→ **About this task**:
Restate word for word the lines in the listing below, starting at the line containing "Query: white collar on jersey" and ending at the line containing "mark the red and", both included; leave out the rest.
*** Begin section ***
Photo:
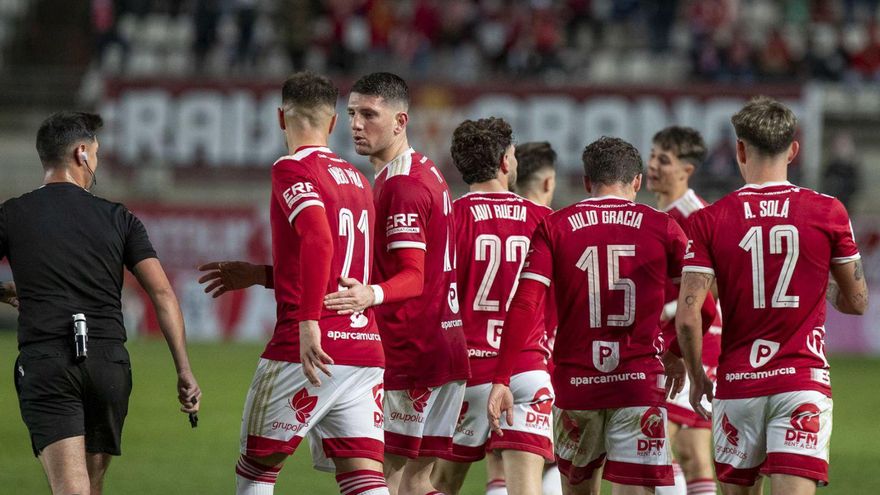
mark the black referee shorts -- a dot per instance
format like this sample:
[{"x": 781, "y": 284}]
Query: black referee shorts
[{"x": 60, "y": 398}]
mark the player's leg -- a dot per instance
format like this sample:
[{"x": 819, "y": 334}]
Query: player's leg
[
  {"x": 496, "y": 484},
  {"x": 64, "y": 462},
  {"x": 739, "y": 431},
  {"x": 442, "y": 408},
  {"x": 638, "y": 452},
  {"x": 97, "y": 465},
  {"x": 693, "y": 447},
  {"x": 448, "y": 476},
  {"x": 468, "y": 441},
  {"x": 524, "y": 472},
  {"x": 798, "y": 439},
  {"x": 527, "y": 444},
  {"x": 351, "y": 433},
  {"x": 579, "y": 442}
]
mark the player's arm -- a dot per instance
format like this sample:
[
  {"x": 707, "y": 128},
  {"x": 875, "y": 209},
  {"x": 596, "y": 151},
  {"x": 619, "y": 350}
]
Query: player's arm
[
  {"x": 848, "y": 289},
  {"x": 152, "y": 278},
  {"x": 407, "y": 282},
  {"x": 225, "y": 276},
  {"x": 8, "y": 294},
  {"x": 316, "y": 254}
]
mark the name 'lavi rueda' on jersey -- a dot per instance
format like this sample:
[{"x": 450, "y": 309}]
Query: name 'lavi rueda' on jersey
[
  {"x": 504, "y": 212},
  {"x": 589, "y": 218}
]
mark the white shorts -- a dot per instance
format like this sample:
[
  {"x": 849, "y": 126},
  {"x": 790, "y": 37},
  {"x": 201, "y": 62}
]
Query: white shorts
[
  {"x": 532, "y": 429},
  {"x": 786, "y": 433},
  {"x": 342, "y": 418},
  {"x": 420, "y": 422},
  {"x": 680, "y": 410},
  {"x": 632, "y": 438}
]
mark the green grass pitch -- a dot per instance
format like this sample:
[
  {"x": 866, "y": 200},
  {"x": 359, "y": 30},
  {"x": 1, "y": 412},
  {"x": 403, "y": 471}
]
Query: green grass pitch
[{"x": 163, "y": 455}]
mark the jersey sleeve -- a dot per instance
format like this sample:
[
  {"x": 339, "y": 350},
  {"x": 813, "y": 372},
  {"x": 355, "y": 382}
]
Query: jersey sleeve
[
  {"x": 137, "y": 242},
  {"x": 294, "y": 189},
  {"x": 407, "y": 206},
  {"x": 843, "y": 248},
  {"x": 697, "y": 257},
  {"x": 676, "y": 245},
  {"x": 539, "y": 262}
]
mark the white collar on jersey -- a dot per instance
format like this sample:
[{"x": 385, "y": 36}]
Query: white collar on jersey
[
  {"x": 689, "y": 197},
  {"x": 767, "y": 184},
  {"x": 397, "y": 159},
  {"x": 607, "y": 196}
]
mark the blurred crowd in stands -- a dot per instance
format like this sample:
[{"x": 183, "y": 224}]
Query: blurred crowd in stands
[{"x": 551, "y": 40}]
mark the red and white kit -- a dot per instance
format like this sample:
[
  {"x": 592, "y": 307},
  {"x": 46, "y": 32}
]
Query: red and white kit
[
  {"x": 344, "y": 415},
  {"x": 770, "y": 248},
  {"x": 423, "y": 337},
  {"x": 609, "y": 260},
  {"x": 679, "y": 408},
  {"x": 493, "y": 232}
]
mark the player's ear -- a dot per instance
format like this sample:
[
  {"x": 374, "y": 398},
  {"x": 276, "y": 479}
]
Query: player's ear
[
  {"x": 401, "y": 120},
  {"x": 333, "y": 123},
  {"x": 740, "y": 152},
  {"x": 792, "y": 150},
  {"x": 281, "y": 123}
]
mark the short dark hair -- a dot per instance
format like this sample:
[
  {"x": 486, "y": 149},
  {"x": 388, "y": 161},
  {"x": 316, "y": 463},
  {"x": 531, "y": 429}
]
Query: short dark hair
[
  {"x": 531, "y": 158},
  {"x": 307, "y": 92},
  {"x": 478, "y": 146},
  {"x": 611, "y": 160},
  {"x": 766, "y": 124},
  {"x": 63, "y": 130},
  {"x": 390, "y": 87},
  {"x": 684, "y": 142}
]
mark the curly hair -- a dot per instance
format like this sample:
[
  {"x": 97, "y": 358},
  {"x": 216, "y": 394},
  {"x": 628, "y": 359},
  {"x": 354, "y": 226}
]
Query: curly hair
[
  {"x": 611, "y": 160},
  {"x": 684, "y": 142},
  {"x": 478, "y": 146},
  {"x": 766, "y": 124},
  {"x": 531, "y": 158},
  {"x": 63, "y": 130},
  {"x": 391, "y": 87}
]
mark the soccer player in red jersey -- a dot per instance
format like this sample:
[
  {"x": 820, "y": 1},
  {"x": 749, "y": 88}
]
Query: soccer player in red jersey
[
  {"x": 493, "y": 231},
  {"x": 608, "y": 259},
  {"x": 415, "y": 292},
  {"x": 770, "y": 246},
  {"x": 676, "y": 152},
  {"x": 322, "y": 218}
]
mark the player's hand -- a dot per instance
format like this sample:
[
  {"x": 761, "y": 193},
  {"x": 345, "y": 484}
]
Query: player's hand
[
  {"x": 8, "y": 294},
  {"x": 312, "y": 357},
  {"x": 356, "y": 298},
  {"x": 188, "y": 392},
  {"x": 500, "y": 400},
  {"x": 675, "y": 372},
  {"x": 224, "y": 276},
  {"x": 701, "y": 386}
]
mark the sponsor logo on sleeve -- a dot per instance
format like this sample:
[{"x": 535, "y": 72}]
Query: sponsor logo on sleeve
[{"x": 762, "y": 352}]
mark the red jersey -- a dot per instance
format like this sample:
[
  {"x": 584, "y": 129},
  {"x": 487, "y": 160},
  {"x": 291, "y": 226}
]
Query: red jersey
[
  {"x": 770, "y": 248},
  {"x": 681, "y": 210},
  {"x": 315, "y": 176},
  {"x": 493, "y": 232},
  {"x": 423, "y": 336},
  {"x": 609, "y": 260}
]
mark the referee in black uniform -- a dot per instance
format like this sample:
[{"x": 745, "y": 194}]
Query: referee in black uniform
[{"x": 67, "y": 250}]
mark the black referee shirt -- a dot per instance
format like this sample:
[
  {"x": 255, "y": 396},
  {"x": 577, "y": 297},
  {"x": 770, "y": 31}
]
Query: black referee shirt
[{"x": 67, "y": 249}]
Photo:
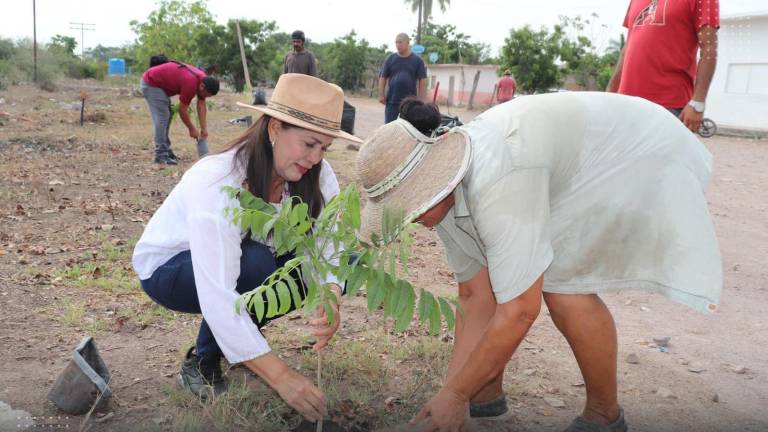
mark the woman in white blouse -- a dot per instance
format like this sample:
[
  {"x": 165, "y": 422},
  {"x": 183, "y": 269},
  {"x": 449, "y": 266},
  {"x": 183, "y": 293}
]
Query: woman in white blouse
[{"x": 192, "y": 258}]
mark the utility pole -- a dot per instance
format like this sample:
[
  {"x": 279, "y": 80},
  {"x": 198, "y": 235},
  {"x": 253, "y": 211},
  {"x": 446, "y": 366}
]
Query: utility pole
[
  {"x": 34, "y": 42},
  {"x": 83, "y": 27}
]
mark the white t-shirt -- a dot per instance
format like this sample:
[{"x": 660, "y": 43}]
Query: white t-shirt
[
  {"x": 597, "y": 191},
  {"x": 192, "y": 218}
]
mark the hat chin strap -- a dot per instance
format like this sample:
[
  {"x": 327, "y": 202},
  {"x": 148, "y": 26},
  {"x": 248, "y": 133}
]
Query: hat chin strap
[{"x": 401, "y": 172}]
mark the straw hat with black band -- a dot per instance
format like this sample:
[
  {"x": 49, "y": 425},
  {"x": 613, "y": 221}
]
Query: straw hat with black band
[
  {"x": 307, "y": 102},
  {"x": 400, "y": 168}
]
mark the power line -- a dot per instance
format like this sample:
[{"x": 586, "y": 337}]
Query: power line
[{"x": 83, "y": 27}]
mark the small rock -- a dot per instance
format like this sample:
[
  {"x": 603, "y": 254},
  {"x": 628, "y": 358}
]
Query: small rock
[
  {"x": 739, "y": 369},
  {"x": 665, "y": 393},
  {"x": 105, "y": 417},
  {"x": 554, "y": 402}
]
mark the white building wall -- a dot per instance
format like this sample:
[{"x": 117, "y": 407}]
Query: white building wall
[{"x": 738, "y": 95}]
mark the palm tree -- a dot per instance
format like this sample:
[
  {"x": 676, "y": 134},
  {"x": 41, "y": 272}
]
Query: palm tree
[{"x": 424, "y": 10}]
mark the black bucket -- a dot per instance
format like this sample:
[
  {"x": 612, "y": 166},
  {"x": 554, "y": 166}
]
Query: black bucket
[{"x": 83, "y": 382}]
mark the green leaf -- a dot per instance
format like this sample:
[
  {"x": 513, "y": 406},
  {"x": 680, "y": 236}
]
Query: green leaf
[
  {"x": 257, "y": 303},
  {"x": 271, "y": 302},
  {"x": 329, "y": 312},
  {"x": 295, "y": 293},
  {"x": 405, "y": 307},
  {"x": 285, "y": 297},
  {"x": 299, "y": 214},
  {"x": 447, "y": 310}
]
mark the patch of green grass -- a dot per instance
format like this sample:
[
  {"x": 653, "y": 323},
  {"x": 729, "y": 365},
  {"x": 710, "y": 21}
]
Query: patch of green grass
[{"x": 74, "y": 314}]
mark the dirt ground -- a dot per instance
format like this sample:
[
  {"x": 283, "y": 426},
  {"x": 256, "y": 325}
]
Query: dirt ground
[{"x": 75, "y": 199}]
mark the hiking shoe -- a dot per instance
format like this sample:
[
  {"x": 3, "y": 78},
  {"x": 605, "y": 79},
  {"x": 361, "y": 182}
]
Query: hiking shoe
[
  {"x": 202, "y": 375},
  {"x": 165, "y": 160},
  {"x": 581, "y": 424},
  {"x": 493, "y": 416}
]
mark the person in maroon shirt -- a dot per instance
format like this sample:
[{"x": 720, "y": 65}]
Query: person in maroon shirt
[
  {"x": 159, "y": 84},
  {"x": 659, "y": 62}
]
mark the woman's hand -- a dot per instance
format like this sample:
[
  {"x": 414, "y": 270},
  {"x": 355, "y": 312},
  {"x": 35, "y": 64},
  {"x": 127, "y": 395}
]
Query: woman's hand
[
  {"x": 324, "y": 331},
  {"x": 300, "y": 394},
  {"x": 296, "y": 390}
]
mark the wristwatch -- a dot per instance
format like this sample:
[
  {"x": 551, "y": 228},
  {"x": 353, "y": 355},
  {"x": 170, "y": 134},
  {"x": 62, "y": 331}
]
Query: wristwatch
[{"x": 696, "y": 105}]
*** End section ***
→ **Answer box**:
Query: white collar on jersey
[
  {"x": 689, "y": 197},
  {"x": 767, "y": 184},
  {"x": 397, "y": 159},
  {"x": 607, "y": 196}
]
mark the blurred crowd in stands -- a dot per instance
format like this sample:
[{"x": 183, "y": 224}]
Query: blurred crowd in stands
[{"x": 551, "y": 40}]
mark the red and white kit -- a dot per instance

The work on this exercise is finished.